» Your objective:
Print word for word whatever lies between the first line of the material and the line holding "302L433 309L438 320H453L455", both included, and omit all pictures.

» Input data:
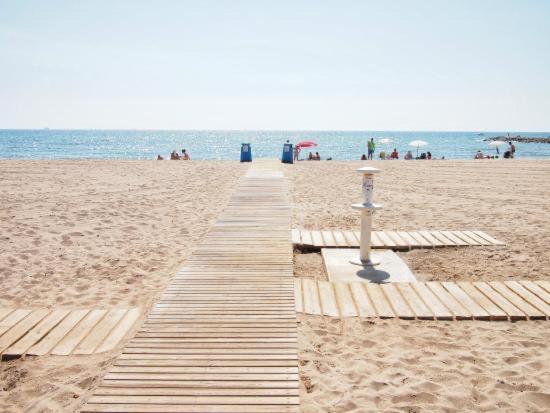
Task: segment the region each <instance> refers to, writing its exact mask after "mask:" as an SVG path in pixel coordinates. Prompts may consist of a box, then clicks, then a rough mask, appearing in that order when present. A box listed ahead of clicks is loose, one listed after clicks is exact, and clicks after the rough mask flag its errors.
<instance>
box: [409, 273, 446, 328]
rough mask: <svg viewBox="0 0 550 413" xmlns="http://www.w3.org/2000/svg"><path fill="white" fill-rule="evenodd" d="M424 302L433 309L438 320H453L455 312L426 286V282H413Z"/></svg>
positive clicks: (413, 285)
mask: <svg viewBox="0 0 550 413" xmlns="http://www.w3.org/2000/svg"><path fill="white" fill-rule="evenodd" d="M411 287H412V288H413V289H414V290H415V291H416V293H417V294H418V296H419V297H420V298H421V299H422V302H423V303H424V304H426V306H427V307H428V308H429V309H430V310H431V312H432V313H433V314H434V316H435V318H436V319H437V320H452V319H453V313H452V312H451V311H449V309H448V308H447V307H445V306H444V305H443V304H442V303H441V301H439V299H438V298H437V297H436V296H435V294H434V293H432V291H431V290H430V289H429V288H428V287H427V286H426V283H423V282H416V283H411Z"/></svg>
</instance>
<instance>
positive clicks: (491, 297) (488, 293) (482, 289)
mask: <svg viewBox="0 0 550 413" xmlns="http://www.w3.org/2000/svg"><path fill="white" fill-rule="evenodd" d="M473 284H474V286H475V287H476V288H477V289H478V290H480V291H481V292H482V293H483V294H485V296H487V298H489V299H490V300H491V301H492V302H493V303H495V304H496V305H497V306H499V307H500V308H501V309H502V310H503V311H504V312H505V313H506V314H508V316H509V317H510V319H511V320H522V319H525V318H526V315H525V314H524V313H523V312H521V310H519V309H517V308H516V307H514V306H513V305H512V304H511V303H510V302H509V301H508V300H506V299H505V298H504V297H502V296H501V295H500V294H498V293H497V292H496V291H495V290H493V289H492V288H491V287H490V286H489V284H487V283H485V282H479V281H478V282H474V283H473Z"/></svg>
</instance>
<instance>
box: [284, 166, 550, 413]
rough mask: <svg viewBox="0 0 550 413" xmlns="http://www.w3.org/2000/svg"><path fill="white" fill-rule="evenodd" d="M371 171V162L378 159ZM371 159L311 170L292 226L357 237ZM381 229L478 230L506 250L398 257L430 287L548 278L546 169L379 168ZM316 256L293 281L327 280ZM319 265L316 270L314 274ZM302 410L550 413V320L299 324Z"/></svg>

» Output of the exercise:
Task: segment the region each <instance> refers to, writing its exact mask after "mask:" as an SVG path in pixel coordinates. Prompts may consist of a box, then clicks, then a rough mask, appearing in that order when present. A box listed ahead of clicks is loose, one listed after clicks is exact, and clicks after the rough mask flag its errors.
<instance>
box: [409, 273, 446, 328]
rough mask: <svg viewBox="0 0 550 413" xmlns="http://www.w3.org/2000/svg"><path fill="white" fill-rule="evenodd" d="M424 302L433 309L438 320H453L455 312L426 286V282H413Z"/></svg>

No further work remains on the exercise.